§ **Exercise text**:
--*--

Exploring the Mind: Seven Studies

Issues of Identity

Jeanne Lee
 
As Dr. Donald G. MacKay iterated, memory is essentially the creation of new connections between neurons and repeated exercise of referencing these connections so as to prevent their withering away (52). That is, the connections are reinforced by repetition: by using the pathways to trigger the memory on multiple occasions, the memory proceeds to retain its own designation in the brain. As mentioned previously, Greg retained his procedural memory, and was even capable of learning through habituation (granted extensive time to familiarize).
 
That said, this type of memory alone does not fundamentally make up an individual. Identity is dependent not only on hereditary information interpreted from genetic code and procedural learning, but it is also heavily influenced by the perception of memories in reflection. Susan Engel states that as we attempt to recollect experiences, our interpretations of those experiences are what link the “remembering self” to the “remembered self” in the memory (196). She further goes on to elaborate “self-contemplation” and “self-understanding” are more often than not elicited by “highly motivated and charged situations” in which the individual wishes to draw from a memory given an incentive, such as telling a story to an audience (197).

--*--

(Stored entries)
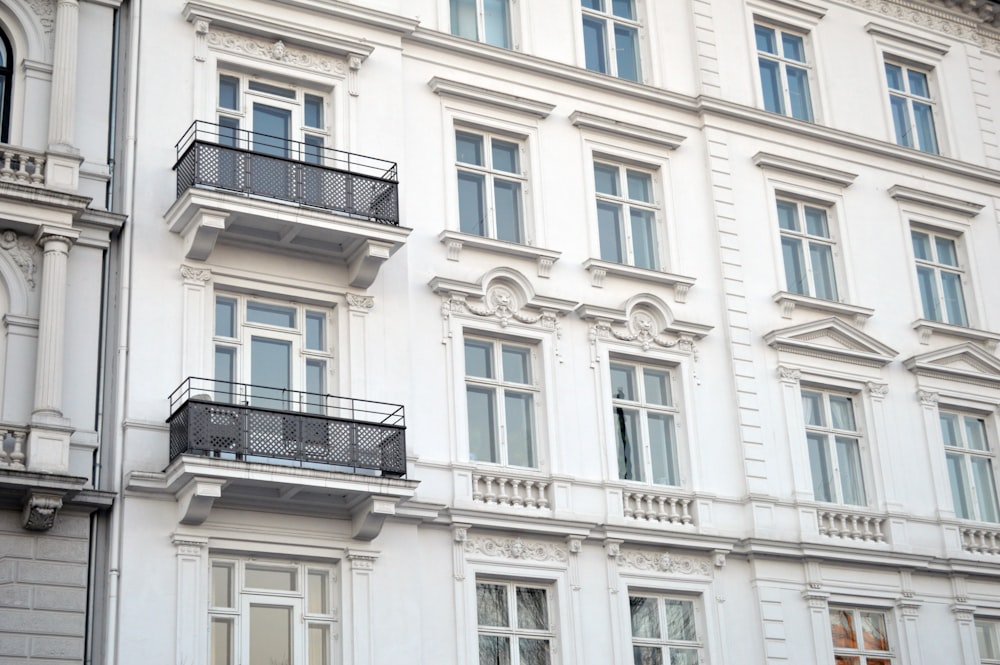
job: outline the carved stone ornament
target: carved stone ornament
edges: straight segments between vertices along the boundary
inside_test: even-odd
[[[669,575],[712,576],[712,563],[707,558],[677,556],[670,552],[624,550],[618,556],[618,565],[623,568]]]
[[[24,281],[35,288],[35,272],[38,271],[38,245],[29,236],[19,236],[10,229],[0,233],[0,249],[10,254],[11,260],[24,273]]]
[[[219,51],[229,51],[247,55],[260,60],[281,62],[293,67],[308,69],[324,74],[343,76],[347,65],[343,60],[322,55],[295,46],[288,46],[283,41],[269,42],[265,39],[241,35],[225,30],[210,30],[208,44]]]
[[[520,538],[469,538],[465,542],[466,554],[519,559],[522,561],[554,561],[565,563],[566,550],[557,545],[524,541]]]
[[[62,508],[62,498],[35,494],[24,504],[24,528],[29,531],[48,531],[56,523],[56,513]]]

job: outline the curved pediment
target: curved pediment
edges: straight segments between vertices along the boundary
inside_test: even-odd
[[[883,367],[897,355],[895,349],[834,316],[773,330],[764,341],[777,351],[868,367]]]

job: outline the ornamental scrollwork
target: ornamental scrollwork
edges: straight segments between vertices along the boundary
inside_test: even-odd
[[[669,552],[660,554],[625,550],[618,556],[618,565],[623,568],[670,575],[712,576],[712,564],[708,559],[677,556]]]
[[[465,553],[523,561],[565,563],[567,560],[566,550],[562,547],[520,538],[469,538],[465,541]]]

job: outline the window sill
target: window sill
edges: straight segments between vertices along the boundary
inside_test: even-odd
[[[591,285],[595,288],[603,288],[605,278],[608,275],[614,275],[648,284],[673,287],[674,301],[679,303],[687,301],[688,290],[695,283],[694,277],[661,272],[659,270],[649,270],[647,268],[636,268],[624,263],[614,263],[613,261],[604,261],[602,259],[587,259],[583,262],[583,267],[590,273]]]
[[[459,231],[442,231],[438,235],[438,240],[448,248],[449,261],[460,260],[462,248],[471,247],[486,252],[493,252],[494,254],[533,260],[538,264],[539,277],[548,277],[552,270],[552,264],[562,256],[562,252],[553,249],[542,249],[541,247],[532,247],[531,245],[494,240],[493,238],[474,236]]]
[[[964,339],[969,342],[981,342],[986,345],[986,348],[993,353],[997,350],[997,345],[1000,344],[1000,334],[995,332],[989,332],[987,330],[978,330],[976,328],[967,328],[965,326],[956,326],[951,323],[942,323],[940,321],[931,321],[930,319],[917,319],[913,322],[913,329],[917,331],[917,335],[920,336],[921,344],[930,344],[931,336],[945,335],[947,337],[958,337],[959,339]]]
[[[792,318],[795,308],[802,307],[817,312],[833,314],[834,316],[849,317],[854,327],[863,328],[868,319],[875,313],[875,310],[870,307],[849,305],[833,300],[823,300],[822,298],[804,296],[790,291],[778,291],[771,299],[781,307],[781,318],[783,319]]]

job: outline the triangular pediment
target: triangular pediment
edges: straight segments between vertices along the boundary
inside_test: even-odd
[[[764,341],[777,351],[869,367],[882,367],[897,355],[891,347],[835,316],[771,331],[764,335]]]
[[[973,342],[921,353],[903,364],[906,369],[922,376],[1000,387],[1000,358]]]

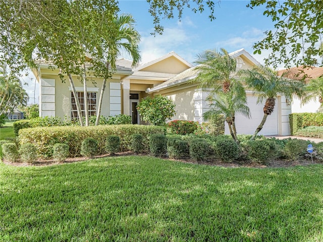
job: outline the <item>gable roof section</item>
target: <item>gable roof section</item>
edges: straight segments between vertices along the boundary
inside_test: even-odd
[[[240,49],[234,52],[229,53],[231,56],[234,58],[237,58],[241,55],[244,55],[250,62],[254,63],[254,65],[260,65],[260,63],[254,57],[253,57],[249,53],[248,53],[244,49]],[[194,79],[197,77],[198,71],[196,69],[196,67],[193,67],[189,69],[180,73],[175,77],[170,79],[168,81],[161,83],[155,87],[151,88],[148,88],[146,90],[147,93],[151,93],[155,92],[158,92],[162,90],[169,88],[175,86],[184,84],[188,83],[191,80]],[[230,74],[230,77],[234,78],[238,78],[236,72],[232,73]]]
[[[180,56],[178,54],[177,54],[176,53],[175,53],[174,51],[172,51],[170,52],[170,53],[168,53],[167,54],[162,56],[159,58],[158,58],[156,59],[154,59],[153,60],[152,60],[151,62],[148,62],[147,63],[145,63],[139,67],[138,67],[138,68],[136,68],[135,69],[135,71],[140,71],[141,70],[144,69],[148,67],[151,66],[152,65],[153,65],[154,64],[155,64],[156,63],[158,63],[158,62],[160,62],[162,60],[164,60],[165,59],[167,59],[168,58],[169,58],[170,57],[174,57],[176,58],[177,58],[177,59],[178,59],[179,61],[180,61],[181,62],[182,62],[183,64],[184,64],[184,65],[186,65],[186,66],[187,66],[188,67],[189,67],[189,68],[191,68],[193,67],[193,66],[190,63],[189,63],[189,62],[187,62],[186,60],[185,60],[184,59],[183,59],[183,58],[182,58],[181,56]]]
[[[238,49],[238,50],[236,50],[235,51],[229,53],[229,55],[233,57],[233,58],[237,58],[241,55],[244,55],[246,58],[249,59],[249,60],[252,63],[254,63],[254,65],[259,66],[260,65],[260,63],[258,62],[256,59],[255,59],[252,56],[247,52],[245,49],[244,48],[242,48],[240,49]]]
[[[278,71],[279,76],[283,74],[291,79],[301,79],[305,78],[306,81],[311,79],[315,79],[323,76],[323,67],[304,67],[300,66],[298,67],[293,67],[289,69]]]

--*--

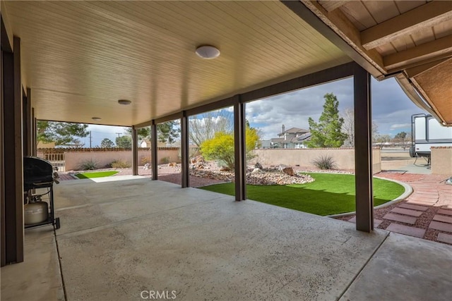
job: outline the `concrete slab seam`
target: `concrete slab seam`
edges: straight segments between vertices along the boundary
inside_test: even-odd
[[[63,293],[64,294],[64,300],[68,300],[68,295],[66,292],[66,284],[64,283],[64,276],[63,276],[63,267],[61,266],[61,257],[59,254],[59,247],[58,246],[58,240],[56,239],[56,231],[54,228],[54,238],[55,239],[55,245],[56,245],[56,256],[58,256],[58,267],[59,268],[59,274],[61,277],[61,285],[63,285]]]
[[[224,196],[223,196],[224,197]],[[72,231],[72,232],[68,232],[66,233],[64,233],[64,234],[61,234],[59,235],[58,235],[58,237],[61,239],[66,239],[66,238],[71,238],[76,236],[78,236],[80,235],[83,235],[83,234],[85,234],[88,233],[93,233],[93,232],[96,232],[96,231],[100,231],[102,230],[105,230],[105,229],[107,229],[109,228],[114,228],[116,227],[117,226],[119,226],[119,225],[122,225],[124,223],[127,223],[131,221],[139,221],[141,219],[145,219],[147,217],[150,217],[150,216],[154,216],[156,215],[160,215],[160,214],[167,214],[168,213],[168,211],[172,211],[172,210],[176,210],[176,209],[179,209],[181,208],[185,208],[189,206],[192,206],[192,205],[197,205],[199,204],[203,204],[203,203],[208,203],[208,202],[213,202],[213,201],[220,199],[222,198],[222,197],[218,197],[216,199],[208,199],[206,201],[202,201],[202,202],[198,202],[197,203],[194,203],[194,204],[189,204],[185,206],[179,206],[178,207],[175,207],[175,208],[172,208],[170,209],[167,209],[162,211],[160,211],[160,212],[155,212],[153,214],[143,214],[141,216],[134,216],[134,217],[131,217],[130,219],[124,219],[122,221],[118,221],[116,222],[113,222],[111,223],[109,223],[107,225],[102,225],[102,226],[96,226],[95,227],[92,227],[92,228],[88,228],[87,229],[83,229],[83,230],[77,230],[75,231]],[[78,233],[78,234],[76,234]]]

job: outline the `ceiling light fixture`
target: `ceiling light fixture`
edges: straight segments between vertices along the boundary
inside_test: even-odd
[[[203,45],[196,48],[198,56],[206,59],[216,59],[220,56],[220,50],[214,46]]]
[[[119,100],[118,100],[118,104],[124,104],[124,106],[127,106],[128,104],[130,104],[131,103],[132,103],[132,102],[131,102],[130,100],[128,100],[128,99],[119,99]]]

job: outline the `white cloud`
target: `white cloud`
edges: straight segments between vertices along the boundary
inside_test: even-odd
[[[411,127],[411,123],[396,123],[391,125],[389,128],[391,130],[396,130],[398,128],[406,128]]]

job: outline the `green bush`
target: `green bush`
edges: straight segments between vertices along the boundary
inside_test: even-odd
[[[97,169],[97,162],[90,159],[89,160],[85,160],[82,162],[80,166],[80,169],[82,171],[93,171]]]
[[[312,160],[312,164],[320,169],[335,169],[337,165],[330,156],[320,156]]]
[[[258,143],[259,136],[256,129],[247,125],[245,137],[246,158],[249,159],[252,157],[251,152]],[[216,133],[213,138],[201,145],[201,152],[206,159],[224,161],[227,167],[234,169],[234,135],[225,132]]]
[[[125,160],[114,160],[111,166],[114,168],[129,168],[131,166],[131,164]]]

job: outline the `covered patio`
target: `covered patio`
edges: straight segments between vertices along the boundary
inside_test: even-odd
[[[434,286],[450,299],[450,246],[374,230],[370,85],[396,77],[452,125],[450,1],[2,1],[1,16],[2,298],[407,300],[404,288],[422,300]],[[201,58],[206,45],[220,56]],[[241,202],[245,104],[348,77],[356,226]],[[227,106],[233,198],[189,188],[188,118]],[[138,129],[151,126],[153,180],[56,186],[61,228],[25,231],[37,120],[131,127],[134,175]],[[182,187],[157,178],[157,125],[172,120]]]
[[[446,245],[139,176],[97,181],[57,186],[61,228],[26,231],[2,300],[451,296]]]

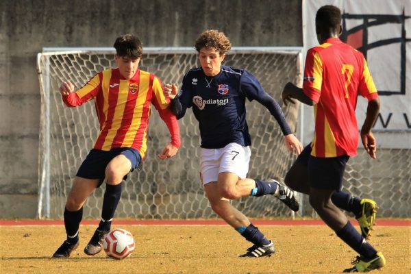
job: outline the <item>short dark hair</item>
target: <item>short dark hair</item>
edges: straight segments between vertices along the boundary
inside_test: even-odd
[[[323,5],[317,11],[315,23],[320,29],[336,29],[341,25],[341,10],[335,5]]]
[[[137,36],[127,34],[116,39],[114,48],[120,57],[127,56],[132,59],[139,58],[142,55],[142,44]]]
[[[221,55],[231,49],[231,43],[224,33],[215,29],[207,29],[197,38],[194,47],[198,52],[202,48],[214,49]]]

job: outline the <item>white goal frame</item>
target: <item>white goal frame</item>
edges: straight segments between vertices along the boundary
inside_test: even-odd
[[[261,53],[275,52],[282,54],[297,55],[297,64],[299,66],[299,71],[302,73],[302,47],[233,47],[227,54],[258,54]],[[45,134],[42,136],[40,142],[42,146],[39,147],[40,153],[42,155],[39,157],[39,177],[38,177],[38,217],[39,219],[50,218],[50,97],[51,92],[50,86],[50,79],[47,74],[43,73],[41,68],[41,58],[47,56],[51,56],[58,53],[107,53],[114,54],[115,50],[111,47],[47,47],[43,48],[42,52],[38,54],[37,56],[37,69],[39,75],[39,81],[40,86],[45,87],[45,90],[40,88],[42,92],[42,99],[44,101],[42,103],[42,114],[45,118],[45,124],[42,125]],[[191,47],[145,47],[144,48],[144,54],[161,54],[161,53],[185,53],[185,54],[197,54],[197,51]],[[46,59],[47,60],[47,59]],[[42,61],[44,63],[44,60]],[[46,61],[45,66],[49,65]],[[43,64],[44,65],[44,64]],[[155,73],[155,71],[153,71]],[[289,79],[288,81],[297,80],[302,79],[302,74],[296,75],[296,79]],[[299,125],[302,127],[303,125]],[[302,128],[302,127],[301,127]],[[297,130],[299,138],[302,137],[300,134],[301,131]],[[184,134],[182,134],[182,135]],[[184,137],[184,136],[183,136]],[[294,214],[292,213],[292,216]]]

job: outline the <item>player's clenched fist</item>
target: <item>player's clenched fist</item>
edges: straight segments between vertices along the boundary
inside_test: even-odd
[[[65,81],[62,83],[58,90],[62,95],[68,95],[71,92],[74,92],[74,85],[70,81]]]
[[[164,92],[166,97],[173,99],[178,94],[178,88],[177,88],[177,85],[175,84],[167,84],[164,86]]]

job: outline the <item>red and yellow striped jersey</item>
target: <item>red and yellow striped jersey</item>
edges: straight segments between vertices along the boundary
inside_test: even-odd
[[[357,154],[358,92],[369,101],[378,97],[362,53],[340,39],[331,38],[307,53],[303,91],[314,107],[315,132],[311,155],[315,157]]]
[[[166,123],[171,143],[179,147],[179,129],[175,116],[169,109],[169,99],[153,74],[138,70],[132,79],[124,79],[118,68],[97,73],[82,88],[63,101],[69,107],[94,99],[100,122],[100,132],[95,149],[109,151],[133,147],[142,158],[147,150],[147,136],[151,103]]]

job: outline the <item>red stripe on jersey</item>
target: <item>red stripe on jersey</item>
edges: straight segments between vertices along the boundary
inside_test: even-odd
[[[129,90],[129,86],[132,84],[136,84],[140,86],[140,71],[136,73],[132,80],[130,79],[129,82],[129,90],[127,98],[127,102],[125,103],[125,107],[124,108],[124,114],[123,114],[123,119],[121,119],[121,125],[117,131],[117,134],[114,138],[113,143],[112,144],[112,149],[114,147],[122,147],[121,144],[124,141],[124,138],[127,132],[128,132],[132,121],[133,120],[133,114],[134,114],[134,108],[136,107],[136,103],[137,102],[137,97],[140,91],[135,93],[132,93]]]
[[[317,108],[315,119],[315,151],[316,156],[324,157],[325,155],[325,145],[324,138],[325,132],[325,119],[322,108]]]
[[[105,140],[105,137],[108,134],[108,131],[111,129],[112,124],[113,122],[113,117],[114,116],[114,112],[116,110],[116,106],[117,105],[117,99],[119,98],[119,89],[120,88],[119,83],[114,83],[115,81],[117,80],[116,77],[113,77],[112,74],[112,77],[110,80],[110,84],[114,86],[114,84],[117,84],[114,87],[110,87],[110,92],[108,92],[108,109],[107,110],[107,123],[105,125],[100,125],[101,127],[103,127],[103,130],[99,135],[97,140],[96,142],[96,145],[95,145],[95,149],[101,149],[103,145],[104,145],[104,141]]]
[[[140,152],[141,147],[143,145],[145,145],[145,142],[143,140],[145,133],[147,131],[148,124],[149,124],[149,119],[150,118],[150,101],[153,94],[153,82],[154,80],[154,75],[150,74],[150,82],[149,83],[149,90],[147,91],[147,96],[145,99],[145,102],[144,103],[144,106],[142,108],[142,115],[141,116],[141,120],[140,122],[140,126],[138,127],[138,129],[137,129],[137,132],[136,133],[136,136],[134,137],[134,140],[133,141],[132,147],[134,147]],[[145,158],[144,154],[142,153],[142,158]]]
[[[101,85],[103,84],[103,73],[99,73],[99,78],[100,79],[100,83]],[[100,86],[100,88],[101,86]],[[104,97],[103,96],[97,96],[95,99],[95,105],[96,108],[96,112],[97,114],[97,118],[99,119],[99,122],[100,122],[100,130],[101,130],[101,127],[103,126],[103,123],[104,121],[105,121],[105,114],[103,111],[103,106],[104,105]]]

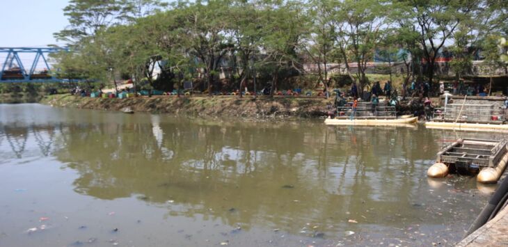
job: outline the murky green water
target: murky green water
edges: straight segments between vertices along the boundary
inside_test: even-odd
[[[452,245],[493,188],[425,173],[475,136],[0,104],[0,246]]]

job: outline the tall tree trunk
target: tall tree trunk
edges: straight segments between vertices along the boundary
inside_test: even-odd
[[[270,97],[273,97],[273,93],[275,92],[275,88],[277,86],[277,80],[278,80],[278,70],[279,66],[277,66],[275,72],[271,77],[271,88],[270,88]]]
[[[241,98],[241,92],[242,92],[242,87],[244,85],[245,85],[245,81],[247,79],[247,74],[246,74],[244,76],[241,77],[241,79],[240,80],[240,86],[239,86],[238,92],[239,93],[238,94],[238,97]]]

--*--

§ **Tasks**:
1) Reproduce word for word the part of the essay on memory and identity starting with "Issues of Identity" and going on through "time to familiarize).".
2) List every phrase that the essay on memory and identity sets inside quotation marks.
3) Go on with the essay on memory and identity from its final sentence.
You can leave the material unused.

§ **Written answers**:
1)
Issues of Identity

Jeanne Lee
 
As Dr. Donald G. MacKay iterated, memory is essentially the creation of new connections between neurons and repeated exercise of referencing these connections so as to prevent their withering away (52). That is, the connections are reinforced by repetition: by using the pathways to trigger the memory on multiple occasions, the memory proceeds to retain its own designation in the brain. As mentioned previously, Greg retained his procedural memory, and was even capable of learning through habituation (granted extensive time to familiarize).

2)
- “remembering self”
- “remembered self”
- “self-contemplation”
- “self-understanding”
- “highly motivated and charged situations”

3)
 
Physiological concerns aside, there is little doubt that the meningioma came to not only change who Greg was as a person, but also who he would be in the future. As witnessed by his peers and family, of course he had changed, seeming to have become a mere husk of his former self. What’s more, with his anterograde amnesia keeping him chained to the 1960’s, Greg would never be able to develop as an individual as most people are typically able to. Expanding upon Engel’s argument, it seems that he was consequently only able to portray a watered-down version of who he was prior to the development of the meningioma: Greg was able to reflect upon past experiences, but only on what he was able to remember.